### [What is required]
The lines below, beginning at the one that contains "Expected: one point per instance of the car windshield, each" and ending at the last, are to be retyped exactly.
-- Input follows --
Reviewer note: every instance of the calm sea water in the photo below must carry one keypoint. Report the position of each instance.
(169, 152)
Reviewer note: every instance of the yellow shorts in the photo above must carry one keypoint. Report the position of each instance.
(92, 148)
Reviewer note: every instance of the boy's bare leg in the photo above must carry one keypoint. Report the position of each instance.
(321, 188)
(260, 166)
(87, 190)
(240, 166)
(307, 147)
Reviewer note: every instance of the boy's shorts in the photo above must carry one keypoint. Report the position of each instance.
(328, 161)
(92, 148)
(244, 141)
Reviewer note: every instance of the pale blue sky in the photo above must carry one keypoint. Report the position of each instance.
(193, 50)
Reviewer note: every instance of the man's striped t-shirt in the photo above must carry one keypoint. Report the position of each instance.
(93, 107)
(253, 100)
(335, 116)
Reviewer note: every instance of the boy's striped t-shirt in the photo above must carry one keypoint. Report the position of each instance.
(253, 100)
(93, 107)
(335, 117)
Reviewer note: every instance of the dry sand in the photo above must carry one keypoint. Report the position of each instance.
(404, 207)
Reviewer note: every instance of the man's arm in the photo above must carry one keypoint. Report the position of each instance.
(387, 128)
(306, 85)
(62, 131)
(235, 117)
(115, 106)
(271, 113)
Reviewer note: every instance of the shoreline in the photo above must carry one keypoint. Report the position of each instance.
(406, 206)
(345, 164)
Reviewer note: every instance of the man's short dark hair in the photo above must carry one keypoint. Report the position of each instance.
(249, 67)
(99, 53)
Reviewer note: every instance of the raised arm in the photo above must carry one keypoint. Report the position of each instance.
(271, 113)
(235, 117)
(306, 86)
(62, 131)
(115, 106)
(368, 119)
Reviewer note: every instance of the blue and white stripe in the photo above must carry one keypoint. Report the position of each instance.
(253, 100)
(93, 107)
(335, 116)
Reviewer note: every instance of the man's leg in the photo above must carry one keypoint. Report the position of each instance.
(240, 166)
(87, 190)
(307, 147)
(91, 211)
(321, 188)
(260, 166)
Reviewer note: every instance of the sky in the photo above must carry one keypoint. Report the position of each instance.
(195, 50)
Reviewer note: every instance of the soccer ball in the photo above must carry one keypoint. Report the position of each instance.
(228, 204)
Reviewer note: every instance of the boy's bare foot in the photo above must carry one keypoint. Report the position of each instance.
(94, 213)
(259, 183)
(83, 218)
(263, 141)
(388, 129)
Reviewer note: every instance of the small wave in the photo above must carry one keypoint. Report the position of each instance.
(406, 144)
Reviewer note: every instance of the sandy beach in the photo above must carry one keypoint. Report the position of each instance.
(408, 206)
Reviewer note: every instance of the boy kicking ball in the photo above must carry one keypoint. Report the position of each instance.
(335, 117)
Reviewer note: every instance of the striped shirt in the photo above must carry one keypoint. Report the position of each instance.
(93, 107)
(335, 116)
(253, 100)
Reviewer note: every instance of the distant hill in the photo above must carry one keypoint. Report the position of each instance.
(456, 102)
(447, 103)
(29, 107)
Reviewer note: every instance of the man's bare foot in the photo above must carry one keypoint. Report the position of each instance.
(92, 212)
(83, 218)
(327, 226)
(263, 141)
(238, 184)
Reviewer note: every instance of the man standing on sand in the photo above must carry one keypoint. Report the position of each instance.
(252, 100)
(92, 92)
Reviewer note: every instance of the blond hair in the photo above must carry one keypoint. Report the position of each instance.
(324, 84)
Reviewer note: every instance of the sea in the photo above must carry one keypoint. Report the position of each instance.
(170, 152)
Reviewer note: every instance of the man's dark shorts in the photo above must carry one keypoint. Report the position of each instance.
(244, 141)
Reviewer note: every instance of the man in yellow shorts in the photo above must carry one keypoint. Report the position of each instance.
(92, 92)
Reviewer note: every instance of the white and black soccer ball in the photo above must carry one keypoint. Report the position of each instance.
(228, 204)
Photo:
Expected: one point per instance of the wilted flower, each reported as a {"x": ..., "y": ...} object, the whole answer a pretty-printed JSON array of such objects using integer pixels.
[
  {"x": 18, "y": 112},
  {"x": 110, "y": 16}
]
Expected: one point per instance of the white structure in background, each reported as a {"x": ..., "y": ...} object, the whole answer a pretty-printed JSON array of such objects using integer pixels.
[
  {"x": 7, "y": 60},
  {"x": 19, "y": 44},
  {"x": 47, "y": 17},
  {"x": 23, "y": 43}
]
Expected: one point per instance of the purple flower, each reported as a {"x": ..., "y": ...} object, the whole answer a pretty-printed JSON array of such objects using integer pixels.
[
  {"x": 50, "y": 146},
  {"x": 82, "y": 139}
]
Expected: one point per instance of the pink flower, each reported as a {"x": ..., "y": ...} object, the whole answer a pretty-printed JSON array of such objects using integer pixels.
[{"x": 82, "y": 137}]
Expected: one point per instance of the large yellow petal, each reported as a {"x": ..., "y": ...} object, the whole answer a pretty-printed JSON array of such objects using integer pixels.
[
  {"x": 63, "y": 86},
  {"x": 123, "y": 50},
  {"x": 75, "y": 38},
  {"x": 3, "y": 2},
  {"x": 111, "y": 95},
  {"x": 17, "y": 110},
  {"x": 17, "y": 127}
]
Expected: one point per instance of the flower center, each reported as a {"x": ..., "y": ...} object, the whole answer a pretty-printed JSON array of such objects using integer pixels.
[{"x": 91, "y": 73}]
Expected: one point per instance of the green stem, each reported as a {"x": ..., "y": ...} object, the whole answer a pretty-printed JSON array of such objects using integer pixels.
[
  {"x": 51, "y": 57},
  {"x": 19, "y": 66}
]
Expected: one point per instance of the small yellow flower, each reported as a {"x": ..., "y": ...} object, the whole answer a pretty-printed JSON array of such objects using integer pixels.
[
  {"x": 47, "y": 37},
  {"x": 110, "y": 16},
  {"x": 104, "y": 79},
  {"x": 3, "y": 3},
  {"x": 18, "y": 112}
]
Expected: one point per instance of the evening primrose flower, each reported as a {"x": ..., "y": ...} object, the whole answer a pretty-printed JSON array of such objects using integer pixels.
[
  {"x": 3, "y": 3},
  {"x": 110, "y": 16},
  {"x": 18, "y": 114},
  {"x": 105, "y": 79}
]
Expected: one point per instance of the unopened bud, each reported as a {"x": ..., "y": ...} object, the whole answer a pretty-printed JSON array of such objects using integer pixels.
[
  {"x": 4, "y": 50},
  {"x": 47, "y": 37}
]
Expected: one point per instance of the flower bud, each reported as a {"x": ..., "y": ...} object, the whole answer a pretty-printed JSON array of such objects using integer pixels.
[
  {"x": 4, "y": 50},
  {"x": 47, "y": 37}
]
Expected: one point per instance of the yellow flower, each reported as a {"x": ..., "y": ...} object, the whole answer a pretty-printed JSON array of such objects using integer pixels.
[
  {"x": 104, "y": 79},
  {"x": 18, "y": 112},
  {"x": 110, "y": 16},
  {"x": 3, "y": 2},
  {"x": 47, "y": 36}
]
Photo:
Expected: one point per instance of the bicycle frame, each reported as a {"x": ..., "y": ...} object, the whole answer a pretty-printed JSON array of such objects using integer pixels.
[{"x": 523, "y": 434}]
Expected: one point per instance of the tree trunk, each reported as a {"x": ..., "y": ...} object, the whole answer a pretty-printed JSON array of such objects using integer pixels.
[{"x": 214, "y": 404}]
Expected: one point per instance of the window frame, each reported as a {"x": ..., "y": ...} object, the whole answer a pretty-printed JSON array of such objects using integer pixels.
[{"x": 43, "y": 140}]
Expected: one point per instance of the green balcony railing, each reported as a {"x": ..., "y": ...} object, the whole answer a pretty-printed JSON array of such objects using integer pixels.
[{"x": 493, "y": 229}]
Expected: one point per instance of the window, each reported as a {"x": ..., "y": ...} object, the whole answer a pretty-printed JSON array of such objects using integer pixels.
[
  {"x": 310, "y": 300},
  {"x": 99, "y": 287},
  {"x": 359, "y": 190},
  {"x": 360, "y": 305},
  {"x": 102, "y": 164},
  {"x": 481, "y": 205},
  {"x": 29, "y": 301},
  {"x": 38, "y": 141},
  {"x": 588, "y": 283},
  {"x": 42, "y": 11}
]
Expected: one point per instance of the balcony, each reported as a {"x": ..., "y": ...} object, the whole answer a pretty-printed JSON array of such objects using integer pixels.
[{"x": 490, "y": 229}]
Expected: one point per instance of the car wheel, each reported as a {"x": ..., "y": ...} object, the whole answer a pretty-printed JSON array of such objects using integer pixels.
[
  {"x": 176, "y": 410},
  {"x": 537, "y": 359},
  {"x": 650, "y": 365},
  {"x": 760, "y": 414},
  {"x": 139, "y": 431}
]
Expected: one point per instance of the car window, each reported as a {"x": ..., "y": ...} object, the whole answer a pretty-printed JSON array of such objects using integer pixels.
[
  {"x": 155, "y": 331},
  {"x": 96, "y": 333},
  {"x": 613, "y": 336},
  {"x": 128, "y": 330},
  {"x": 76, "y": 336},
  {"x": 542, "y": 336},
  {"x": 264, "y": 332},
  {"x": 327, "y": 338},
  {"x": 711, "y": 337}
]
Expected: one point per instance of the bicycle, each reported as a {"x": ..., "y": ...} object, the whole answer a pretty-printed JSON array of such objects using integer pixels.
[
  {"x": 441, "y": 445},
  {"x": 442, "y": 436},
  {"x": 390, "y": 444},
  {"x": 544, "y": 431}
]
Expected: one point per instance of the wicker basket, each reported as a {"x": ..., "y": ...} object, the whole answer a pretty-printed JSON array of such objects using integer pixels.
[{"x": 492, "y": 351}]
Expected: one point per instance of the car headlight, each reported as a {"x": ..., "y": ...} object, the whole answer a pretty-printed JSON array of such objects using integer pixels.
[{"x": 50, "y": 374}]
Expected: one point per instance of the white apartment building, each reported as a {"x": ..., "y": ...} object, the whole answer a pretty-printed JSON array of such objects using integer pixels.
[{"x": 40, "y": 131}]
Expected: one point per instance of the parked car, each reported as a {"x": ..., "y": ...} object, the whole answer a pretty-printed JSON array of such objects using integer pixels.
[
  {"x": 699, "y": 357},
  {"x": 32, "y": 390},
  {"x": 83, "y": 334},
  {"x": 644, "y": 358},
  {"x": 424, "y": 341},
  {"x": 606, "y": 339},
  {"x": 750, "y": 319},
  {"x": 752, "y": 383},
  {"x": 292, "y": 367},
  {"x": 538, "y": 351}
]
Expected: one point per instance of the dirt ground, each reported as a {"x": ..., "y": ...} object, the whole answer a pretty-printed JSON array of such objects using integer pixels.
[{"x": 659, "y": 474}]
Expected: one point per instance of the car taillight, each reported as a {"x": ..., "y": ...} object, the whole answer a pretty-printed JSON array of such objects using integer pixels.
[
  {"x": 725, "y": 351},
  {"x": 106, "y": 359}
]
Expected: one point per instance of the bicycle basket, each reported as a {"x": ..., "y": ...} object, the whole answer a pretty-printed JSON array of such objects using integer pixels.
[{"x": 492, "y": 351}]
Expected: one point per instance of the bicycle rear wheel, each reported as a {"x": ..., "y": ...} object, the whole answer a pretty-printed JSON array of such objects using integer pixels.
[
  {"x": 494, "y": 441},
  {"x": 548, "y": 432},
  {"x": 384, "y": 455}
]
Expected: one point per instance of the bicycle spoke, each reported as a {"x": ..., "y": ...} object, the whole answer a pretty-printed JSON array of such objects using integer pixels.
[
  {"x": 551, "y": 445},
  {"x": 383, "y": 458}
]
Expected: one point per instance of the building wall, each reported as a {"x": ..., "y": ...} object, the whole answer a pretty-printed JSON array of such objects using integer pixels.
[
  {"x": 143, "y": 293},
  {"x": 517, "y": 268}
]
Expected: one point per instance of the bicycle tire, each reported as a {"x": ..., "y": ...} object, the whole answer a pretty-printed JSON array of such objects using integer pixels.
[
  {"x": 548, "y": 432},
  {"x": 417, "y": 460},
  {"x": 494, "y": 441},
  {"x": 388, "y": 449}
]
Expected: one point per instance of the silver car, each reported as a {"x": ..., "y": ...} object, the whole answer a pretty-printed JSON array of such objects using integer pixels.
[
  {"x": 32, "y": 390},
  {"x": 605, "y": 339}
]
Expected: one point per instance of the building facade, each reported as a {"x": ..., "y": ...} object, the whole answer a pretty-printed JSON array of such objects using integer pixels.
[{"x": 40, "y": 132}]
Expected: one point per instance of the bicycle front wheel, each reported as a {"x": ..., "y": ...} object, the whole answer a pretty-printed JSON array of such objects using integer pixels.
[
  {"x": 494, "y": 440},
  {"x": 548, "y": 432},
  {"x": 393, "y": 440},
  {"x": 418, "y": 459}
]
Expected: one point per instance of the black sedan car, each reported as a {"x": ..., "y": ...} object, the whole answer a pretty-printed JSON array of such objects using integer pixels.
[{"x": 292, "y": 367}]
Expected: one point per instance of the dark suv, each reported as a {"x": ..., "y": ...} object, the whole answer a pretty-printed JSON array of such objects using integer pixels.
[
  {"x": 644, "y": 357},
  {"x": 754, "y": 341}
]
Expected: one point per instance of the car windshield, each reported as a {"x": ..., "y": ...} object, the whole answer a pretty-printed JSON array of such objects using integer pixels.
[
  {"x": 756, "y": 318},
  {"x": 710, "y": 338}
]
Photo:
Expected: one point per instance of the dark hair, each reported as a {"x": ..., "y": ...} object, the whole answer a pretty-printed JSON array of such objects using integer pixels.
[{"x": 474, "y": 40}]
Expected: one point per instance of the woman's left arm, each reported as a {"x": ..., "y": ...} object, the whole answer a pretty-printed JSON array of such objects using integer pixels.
-- Input concluded --
### [Final answer]
Expected: one point per instance of the car windshield, each reported as a {"x": ..., "y": ...} object, the whole answer a pretty-printed JSON array of such objects using integer pixels.
[
  {"x": 756, "y": 318},
  {"x": 710, "y": 338}
]
Photo:
Expected: one point per instance of the dark hair, each reported as a {"x": ..., "y": ...} object, the whole answer a pretty-printed JSON array of such objects using integer pixels.
[{"x": 474, "y": 40}]
Expected: one point per instance of the woman's left arm, each reported as a {"x": ..., "y": ...} object, the whole answer a pretty-printed JSON array of such objects using integer pixels.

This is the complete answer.